> [Consigne]:
Dans l'article sur America Solitudes, réduisez sous forme de liste le paragraphe qui commence par « Sacré, america solitudes C'est un livre massif », sans perdre ses faits essentiels.

> [Texte extrait]:
────────────────

Magazine Culture

America Solitudes de James Sacré (par Antoine Emaz)

Par Florence Trocmé

Sacré, america solitudes C’est un livre massif sur lequel James Sacré travaille, si l’on en juge par les prépublications partielles en revues et livres d’artistes, depuis une vingtaine d’années. Selon l’auteur lui-même, l’ouvrage vient de plus loin encore : « Ce livre (…)/ Je l’entends qui vient depuis Cœur élégie rouge / Ou déjà (à cause de celle qui m’accompagne / Dans l’entente et les malentendus, des paroles pour aimer, des gestes / Qui font que le corps est un corps) oui déjà / Depuis La femme et le violoncelle, La transparence du pronom elle. »(p.306) Livre d’une vie ? Non. Mais livre qui s’attaque poétiquement à l’expérience longue d’un pays, certainement. Dès le début, Sacré nous fait entrer dans un flux régulier de poèmes dont le mouvement presque berçant, régulier (balancement léger de train ou de rocking-chair) est produit par l’emploi d’un vers libre souvent long, ponctué, presque verset ou prose rythmée travaillant le lié plutôt que la rupture. Cela produit une unité de ton assez sensible : par exemple, si l’interrogative reste fréquente, je n’ai relevé aucune exclamative dans tout le livre. Cette parole égale permet d’unifier la variété des approches, car chaque poème est un angle de vue différent sur la réalité américaine : d’où cette image récurrente du tressage ou du tissage (panier, tapis, étoffe…) comme une métaphore du travail d’écrire. Pour simplifier, je vois quatre « thèmes » dont les ramifications s’entremêlent selon les poèmes mais qui me semblent pourtant dominer : l’espace, la rencontre, la réflexion, la poésie.

────────────────

> [Extrait du corpus]:

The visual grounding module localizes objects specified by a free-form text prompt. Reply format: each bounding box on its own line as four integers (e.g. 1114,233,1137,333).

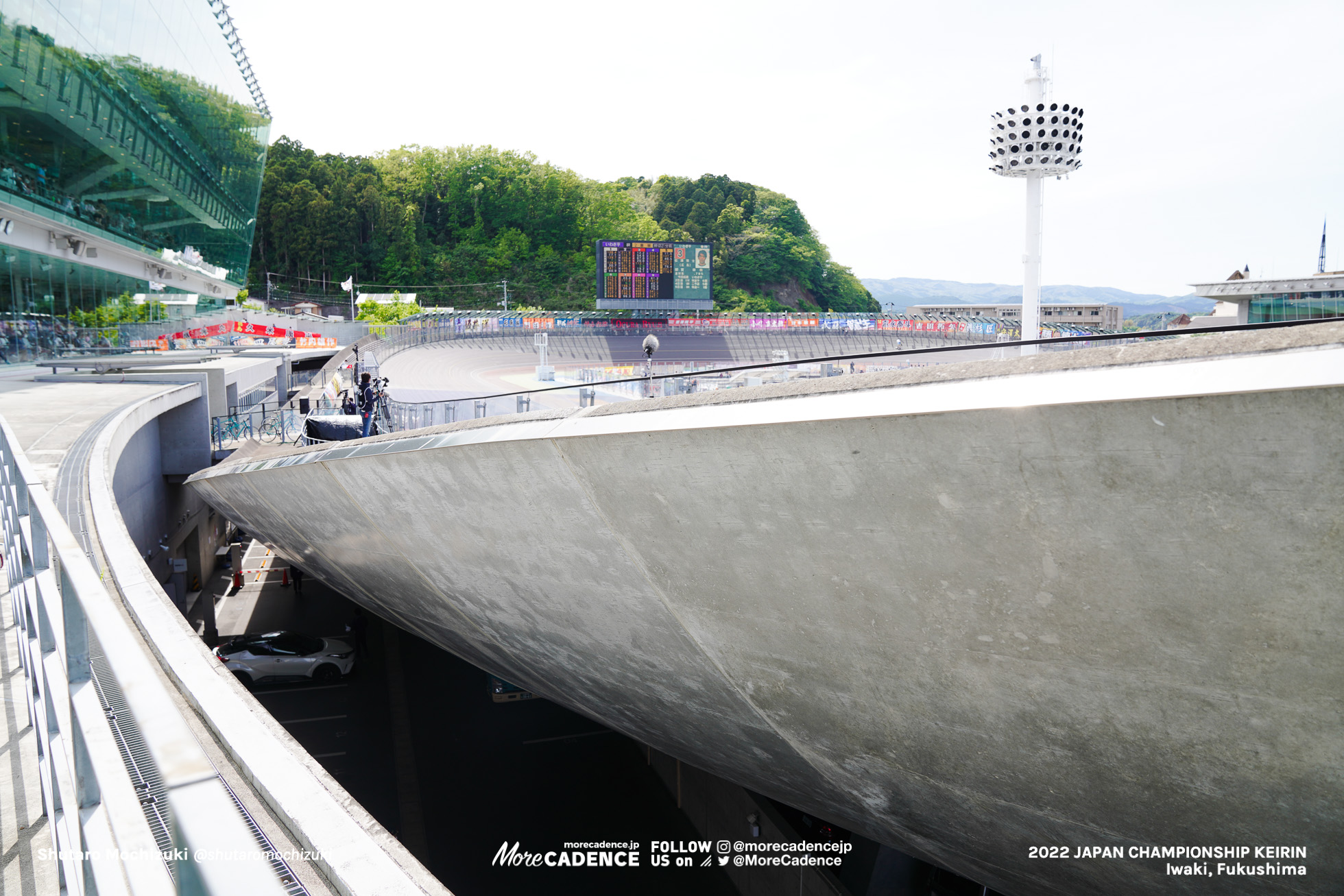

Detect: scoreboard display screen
597,239,714,311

────────────────

> [Corrigé]:
- Livre massif, auquel James Sacré travaille depuis une vingtaine d'années, à en juger par des prépublications partielles en revues et en livres d'artistes.
- Selon l'auteur (p. 306), il vient de plus loin encore : depuis Cœur élégie rouge, voire depuis La femme et le violoncelle et La transparence du pronom elle.
- Ce n'est pas un livre d'une vie, mais il aborde poétiquement l'expérience longue d'un pays.
- Ses poèmes forment un flux régulier, au mouvement presque berçant. Ce mouvement vient d'un vers libre souvent long et ponctué, proche du verset ou de la prose rythmée, qui privilégie le lié plutôt que la rupture.
- Le ton est unifié : les interrogatives sont fréquentes, mais aucune exclamative n'est relevée.
- Cette parole égale unifie des approches variées, chaque poème offrant un angle différent sur la réalité américaine. D'où l'image récurrente du tressage ou du tissage (panier, tapis, étoffe) comme métaphore de l'écriture.
- Quatre « thèmes » entremêlés dominent : l'espace, la rencontre, la réflexion, la poésie.